REQUIRED TASK 1. In the article on Mars parachutes, how wide was the parachute that opened above Perseverance?
REQUIRED TASK 2. Print the Mars parachute article word for word, from "That is how" to "of the planet.".

Faculty Researchers Help Develop New Parachutes for Landing on Mars and Beyond
By Madeline Bodin
Seven minutes of terror.
That is how NASA describes the moments between when a Mars rover enters the red planet’s atmosphere and when it safely touches down.
The seven-minute entry, descent and landing constitute the mission’s most intense, challenging and nerve-wracking phase, with the spacecraft decelerating from a speed of 12,500 mph to land gently on a small target on the surface of the planet.
On NASA’s most recent Mars expedition, the seven minutes of terror for the rover named Perseverance began on February 18, 2021, at 3:48 p.m. Eastern Standard Time, when it reached the top of the Martian atmosphere.
Four minutes later, the planet’s thin atmosphere had slowed the rover to about 1,000 mph, still significantly faster than the speed of sound. In an instant, a 70.5-foot-wide parachute snapped open above the one-ton, $2.7 billion robotic explorer.
Minutes later, Perseverance landed safely on Mars’ Jezero Crater, promptly eliciting cheers and sighs of relief from mission controllers back on Earth.
With that milestone achieved, NASA is already preparing for the new challenges of future missions, not only to Mars but to other planets as well. Mechanical Engineering Assoc. Prof. Alireza Amirkhizi and Prof. James Sherwood, dean of the Francis College of Engineering, will contribute to making the descent onto planetary surfaces a little less terrifying through their research, funded by a three-year NASA grant worth nearly $640,000.

DATA LINES.
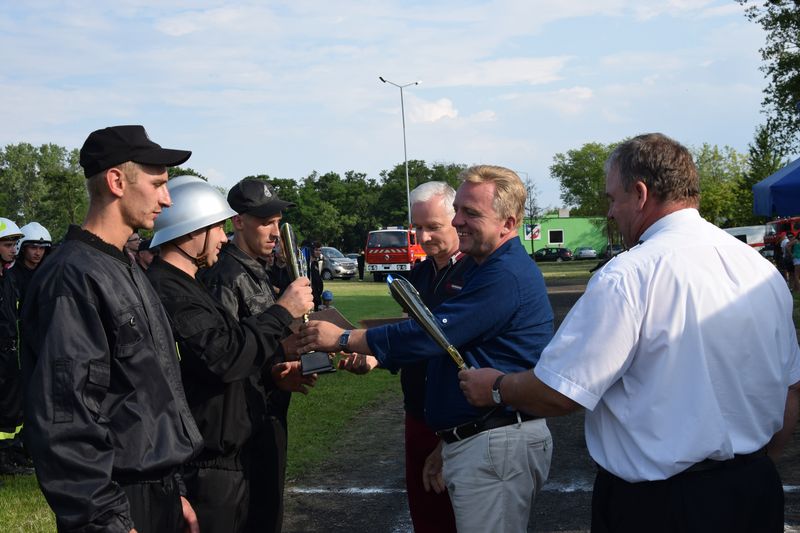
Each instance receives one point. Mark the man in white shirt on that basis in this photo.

RESULT 1. 70.5 feet wide

RESULT 2.
That is how NASA describes the moments between when a Mars rover enters the red planet’s atmosphere and when it safely touches down.
The seven-minute entry, descent and landing constitute the mission’s most intense, challenging and nerve-wracking phase, with the spacecraft decelerating from a speed of 12,500 mph to land gently on a small target on the surface of the planet.